# Work task
Transcribe only the lines of the listing below from the one holding "Target: front bumper" through the one holding "Q: Identify one point on each instance of the tall", inclusive, without any change.

# Available data

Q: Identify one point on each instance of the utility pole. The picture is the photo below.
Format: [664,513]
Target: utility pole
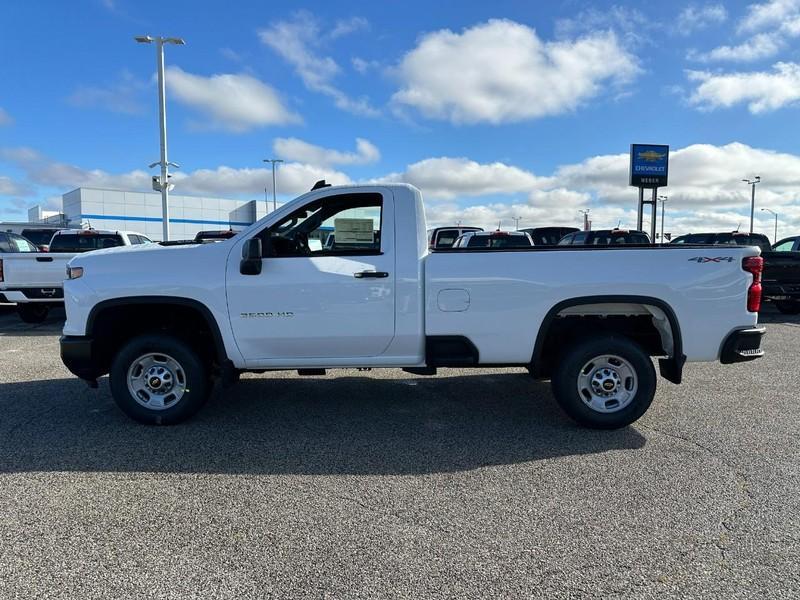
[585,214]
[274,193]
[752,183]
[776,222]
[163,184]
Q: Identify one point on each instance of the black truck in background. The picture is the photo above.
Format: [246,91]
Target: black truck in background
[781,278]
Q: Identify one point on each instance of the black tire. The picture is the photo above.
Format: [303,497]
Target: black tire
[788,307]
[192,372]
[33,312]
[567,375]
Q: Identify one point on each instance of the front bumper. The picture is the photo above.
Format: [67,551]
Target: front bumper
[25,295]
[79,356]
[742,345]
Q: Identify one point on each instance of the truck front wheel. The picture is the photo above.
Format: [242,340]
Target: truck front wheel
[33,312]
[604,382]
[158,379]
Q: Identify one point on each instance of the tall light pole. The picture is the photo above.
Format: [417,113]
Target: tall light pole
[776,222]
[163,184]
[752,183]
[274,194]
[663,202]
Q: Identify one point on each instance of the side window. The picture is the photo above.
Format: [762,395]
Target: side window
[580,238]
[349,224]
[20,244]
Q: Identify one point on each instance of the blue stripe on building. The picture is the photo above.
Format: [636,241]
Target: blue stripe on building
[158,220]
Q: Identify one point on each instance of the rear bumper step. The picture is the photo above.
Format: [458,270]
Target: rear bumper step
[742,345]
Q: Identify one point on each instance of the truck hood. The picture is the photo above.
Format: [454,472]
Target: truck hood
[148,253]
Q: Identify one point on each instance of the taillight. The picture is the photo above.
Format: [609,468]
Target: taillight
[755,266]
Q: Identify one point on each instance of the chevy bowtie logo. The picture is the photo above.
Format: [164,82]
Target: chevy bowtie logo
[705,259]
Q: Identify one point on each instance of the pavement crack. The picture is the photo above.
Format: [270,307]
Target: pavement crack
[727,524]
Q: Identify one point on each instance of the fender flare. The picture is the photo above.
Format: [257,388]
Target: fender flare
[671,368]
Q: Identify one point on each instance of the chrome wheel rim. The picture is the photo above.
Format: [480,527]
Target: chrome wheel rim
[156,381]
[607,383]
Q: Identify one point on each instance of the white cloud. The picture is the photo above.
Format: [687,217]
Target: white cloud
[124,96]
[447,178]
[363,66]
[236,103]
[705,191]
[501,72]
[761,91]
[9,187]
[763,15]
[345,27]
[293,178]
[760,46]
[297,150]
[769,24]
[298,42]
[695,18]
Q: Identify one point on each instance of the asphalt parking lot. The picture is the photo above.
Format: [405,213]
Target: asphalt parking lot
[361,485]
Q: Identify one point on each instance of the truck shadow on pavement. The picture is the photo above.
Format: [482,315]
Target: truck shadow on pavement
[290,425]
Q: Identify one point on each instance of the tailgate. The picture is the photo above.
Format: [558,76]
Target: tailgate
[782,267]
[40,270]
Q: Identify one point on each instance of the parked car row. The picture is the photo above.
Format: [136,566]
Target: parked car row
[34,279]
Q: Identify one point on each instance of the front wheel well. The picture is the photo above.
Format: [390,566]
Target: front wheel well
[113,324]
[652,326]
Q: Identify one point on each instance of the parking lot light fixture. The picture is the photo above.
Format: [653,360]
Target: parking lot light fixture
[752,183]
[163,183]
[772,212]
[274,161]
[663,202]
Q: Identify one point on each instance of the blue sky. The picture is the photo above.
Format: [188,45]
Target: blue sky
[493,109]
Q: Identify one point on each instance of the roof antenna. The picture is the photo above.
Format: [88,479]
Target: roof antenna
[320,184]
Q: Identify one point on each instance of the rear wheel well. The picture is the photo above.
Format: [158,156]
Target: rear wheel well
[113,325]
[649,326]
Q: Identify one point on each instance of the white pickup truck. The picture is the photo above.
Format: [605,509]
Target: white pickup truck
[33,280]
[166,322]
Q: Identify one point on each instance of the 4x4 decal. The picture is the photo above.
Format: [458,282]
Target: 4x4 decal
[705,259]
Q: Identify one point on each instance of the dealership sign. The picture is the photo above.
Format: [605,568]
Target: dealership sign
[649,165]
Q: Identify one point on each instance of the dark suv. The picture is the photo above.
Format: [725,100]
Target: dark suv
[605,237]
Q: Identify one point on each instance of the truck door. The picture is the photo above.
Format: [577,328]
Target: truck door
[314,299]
--
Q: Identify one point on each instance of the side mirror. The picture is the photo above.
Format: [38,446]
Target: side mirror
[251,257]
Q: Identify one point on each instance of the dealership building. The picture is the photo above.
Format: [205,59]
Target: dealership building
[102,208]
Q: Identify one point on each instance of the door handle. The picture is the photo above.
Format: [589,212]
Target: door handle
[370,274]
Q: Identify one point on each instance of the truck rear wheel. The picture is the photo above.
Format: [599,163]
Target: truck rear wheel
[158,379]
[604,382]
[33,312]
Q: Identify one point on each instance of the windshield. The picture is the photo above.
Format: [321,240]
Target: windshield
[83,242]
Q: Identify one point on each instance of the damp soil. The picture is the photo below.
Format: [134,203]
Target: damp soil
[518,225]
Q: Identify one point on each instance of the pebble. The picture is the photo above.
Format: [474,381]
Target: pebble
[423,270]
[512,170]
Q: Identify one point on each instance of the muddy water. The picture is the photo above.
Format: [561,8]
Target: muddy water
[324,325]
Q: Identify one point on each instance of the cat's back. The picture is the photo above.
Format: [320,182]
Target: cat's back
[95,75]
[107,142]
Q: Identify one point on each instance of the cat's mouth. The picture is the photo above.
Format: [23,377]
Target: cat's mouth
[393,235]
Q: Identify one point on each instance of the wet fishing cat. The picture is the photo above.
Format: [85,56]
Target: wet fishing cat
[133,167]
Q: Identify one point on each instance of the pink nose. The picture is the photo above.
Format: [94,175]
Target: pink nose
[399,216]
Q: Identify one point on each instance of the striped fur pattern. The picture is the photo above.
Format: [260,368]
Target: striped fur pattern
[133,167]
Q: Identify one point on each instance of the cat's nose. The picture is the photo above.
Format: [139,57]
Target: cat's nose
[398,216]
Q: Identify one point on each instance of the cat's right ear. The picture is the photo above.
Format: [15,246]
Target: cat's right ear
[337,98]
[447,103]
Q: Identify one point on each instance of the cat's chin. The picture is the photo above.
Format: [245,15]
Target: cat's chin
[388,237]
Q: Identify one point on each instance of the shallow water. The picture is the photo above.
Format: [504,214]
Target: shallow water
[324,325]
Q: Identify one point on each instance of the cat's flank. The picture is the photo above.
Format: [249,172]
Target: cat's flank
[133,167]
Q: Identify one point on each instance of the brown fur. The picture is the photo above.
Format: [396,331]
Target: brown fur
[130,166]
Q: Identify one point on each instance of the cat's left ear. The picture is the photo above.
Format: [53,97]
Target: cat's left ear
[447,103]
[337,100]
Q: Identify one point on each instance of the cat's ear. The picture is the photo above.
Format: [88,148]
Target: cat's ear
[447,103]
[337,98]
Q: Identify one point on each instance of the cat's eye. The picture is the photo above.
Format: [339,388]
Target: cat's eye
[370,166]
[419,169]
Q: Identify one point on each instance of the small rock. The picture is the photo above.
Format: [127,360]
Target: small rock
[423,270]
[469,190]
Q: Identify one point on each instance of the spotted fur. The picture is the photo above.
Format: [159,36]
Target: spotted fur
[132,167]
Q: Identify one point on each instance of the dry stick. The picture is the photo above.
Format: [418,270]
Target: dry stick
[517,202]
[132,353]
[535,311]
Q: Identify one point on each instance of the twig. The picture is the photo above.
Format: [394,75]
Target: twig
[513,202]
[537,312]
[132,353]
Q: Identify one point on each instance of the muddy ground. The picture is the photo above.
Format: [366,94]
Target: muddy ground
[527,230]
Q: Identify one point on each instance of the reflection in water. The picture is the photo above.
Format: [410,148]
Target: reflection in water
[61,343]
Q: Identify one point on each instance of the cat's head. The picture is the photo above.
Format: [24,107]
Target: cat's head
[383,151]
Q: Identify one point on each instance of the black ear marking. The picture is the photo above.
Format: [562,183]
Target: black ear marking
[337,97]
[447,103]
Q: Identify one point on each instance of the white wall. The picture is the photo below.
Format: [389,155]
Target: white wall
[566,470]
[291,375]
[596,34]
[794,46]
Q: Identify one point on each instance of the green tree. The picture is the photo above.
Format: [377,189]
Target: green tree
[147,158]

# Solution below
Target: front bumper
[25,295]
[79,356]
[742,345]
Q: Identify one point on each instance of the truck front wheel. The picture is the photo above.
Format: [242,340]
Target: truck front wheel
[33,312]
[604,382]
[158,379]
Q: Identify one point on each instance of the tall light pole. The picture is the photo above.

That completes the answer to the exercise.